__Source text__
Friday, August 28, 2009

School of Life

You know those moments when you think to yourself "wow, I really know absolutely nothing about the world?"

I feel like that every day here.

I came to Sri Lanka mostly because it was the cheapest plane ticket I could find and I had a month (now two months) with nothing to do before hitting up India. I knew next to nothing about the country - it was close to India and there was some sort of war there that had recently ended. The End.

Umm...yeah there's a bit more to it than that.

First lesson on Sri Lankan history I recieved via a tourist brochure: Portugese colony, then Dutch colony in the sixteen hundreds, then Britlish colony until independence in 1948.

Lovely. They're a newly independent nation. That's sweet.

Second lesson on Sri Lankan history was given on the train from Colombo to Akurala by my newly aquired friend Ishok. As we cruised down the raliway tracks, waves crashing on my right, endless jungle on my left, I started to notice lots of ruins of homes. And lots of graves.

"What happened to these houses?" I asked.

__Provided information__
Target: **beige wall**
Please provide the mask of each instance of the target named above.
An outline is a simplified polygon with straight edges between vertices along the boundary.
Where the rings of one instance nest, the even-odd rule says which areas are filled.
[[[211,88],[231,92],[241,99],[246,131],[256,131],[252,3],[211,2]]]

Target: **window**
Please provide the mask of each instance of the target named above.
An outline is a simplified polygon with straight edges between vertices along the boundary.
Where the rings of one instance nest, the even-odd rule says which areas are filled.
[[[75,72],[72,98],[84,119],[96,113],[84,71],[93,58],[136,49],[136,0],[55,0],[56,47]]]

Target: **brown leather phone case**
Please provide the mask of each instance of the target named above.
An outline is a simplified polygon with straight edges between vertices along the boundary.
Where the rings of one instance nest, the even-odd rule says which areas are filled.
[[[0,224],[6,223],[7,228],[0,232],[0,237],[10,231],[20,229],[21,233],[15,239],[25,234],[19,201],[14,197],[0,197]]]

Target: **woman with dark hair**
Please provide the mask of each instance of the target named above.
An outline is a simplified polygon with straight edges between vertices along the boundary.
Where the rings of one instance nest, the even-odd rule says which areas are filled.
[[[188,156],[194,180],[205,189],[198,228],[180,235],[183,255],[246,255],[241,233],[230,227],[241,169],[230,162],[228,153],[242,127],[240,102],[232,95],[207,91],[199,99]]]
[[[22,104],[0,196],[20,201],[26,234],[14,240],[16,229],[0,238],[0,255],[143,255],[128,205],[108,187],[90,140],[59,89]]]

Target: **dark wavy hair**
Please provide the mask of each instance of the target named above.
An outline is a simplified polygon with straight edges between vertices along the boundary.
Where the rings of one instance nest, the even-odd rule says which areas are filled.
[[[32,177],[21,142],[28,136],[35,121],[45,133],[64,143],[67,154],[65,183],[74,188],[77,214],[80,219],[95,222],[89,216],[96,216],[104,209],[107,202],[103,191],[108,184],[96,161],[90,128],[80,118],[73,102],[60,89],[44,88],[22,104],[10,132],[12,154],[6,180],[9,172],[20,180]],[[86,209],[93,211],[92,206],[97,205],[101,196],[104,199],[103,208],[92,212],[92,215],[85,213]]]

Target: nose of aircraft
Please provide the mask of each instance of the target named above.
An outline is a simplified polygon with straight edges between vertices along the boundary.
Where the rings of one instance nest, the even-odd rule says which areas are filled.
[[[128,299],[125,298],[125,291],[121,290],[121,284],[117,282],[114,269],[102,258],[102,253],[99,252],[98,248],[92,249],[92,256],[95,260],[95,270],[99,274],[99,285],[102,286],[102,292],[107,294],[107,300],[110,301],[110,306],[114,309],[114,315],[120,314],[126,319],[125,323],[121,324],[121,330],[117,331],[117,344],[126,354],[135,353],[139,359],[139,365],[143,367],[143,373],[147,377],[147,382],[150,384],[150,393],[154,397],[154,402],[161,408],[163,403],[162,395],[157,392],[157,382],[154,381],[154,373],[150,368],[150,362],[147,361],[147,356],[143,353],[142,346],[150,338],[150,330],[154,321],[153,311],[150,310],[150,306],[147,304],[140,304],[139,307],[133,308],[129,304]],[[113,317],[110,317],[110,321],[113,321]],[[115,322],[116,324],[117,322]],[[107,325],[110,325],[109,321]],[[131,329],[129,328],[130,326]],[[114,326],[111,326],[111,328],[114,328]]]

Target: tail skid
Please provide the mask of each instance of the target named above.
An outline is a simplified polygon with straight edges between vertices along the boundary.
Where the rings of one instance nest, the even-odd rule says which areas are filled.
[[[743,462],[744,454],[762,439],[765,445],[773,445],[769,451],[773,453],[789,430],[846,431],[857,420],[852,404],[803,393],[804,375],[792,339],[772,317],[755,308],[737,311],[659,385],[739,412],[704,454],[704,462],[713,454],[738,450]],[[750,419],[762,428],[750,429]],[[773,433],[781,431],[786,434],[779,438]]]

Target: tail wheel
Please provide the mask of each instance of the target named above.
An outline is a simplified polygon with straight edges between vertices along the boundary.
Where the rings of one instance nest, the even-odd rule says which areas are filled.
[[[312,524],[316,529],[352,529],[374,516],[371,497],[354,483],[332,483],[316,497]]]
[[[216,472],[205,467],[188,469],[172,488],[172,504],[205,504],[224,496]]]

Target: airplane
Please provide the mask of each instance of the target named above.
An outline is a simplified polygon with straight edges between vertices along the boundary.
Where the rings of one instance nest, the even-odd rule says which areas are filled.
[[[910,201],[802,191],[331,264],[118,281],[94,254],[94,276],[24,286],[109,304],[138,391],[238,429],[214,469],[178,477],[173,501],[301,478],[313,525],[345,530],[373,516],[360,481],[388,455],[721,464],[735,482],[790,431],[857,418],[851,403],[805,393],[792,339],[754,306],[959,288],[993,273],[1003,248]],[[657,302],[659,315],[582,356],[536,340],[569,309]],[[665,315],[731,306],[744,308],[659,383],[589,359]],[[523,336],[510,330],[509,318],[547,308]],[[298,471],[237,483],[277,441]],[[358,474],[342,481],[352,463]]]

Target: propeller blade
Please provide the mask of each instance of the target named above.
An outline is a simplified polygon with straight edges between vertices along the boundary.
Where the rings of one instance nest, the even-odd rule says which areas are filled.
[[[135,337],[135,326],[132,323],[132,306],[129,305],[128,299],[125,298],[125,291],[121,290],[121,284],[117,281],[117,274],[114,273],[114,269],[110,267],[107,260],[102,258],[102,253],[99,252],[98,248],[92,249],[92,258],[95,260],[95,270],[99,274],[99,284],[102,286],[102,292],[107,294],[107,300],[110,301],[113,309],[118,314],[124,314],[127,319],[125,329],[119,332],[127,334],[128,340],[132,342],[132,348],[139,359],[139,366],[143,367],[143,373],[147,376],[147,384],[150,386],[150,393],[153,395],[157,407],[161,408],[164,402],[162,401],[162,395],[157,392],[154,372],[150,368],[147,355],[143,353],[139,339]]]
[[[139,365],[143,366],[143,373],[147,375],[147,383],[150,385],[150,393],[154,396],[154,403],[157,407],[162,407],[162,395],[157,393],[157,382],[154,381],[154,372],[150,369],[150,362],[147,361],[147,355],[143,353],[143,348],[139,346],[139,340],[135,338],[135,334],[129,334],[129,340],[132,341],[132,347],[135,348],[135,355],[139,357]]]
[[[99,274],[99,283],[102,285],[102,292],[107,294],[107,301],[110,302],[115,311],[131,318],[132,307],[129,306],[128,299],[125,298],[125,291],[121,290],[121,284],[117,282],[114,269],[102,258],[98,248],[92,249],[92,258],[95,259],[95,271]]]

__Exercise A__
In the Sri Lanka blog post, between which two places was the train traveling when Ishok gave the second history lesson?
__Exercise B__
Translate this sentence from the Sri Lanka blog post into Spanish: "I feel like that every day here."
__Exercise C__
Continue the Sri Lanka blog post from the point where it stops.
The items were drawn from a different source than the text.

__Exercise result A__
From Colombo to Akurala.

__Exercise result B__
Me siento así todos los días aquí.

__Exercise result C__
"Tsunami".

Remember that tsunami that hit Thailand at Christmas time? Turns out it hit a lot more than Thailand, and Sri Lanka got rocked. 33000 people dead. Everyone knows someone who died (for most it's a close relative), all the young guys on the beach helped dig mass graves and rebuild homes. 250 villages destroyed, one train derailed killing more than 1200 people.

Not so cheerful.

Third lesson on Sri Lankan history aquired in bits and pieces through conversations with shop owners and friends. The war here was to do with Tamils seeking an independent state for themselves in the north. Ethnic cleansing, child soldiers and civilian human shields were all products of the civil strife that lasted 30 years. Aka half of this country's independent life.

Again, everyone here has a story about the war: friends killed, family members fighting...you know how at home we have videos on our cell phones of people smiling and laughing? Here, people show you cell phone videos of bullet ridden bodies strewen in the streets. I'm not kidding, that's what someone showed me the other day.

Heavvvy.

And then today, I learned my fourth lesson on Sri Lanka. Sitting outside the house with my housemate Rikas, the sky bright blue overhead and palm trees swaying in the breeze, he told me about the 1983 communist riots, incited as a result of the Tamil Tigers killing 13 Sri Lankan army soldiers. Taking to the streets under red banners, homes were looted, police and army members and their families killed. Rikas talked about walking down the street and seeing dead bodies stuffed inside burning rubber tires.

"And not just one or two. Hundreds". He said.
"Not just in one village. Everywhere"


Intense.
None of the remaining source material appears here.